§ Document section
•••
Chief Executive Leung Chun-ying has been derided for mentioning “One Belt, One Road” 48 times during his policy address this month, giving many people the impression that he was not paying enough attention to local issues. However much one dislikes Leung, it probably wouldn’t hurt Hong Kong to position itself as a nub of some kind along the “One Belt, One Road”, an abbreviation of the Silk Road Economic Belt and the 21st-century Maritime Silk Road.

The name of this ambitious transnational economic and trade framework proposed by Beijing recalls the historical silk roads that for millennia connected imperial China to the outside world. While the ancient overland and maritime silk roads are well-known, less talked about is the Tea Horse Road, in southwest China, so named because of the ancient trade of Tibetan ponies for Chinese tea.

Several routes of the Tea Horse Road linked the bountiful Sichuan Basin and tea-producing Yunnan to Lhasa, in Tibet, and from there to Nepal, Bhutan, Sikkim and so on, before reaching the Indian subcontinent. There was another route that crossed what is today northern Myanmar to reach the Bay of Bengal.

Just as silk wasn’t the only commodity traded on the silk roads, the Tea Horse Road also saw the exchange of other goods such as salt, precious metals, furs, animal hides, textiles and medicines, as well as the movement of peoples, religions and cultures. The Tea Horse Road was in operation right up to the mid-20th century.
•••
§ Records
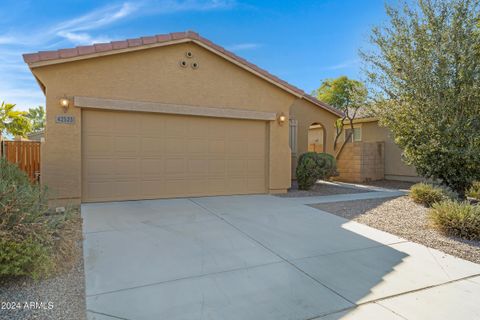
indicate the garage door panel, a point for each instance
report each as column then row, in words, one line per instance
column 236, row 167
column 237, row 148
column 161, row 156
column 151, row 167
column 125, row 122
column 237, row 185
column 98, row 145
column 126, row 145
column 152, row 188
column 151, row 147
column 256, row 184
column 197, row 167
column 175, row 146
column 255, row 167
column 151, row 127
column 197, row 146
column 99, row 169
column 97, row 122
column 175, row 166
column 216, row 166
column 216, row 147
column 127, row 167
column 127, row 189
column 176, row 126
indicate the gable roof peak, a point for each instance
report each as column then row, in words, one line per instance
•••
§ Task
According to the article on the Tea Horse Road, how long did the route stay in operation?

§ Response to the task
Right up to the mid-20th century.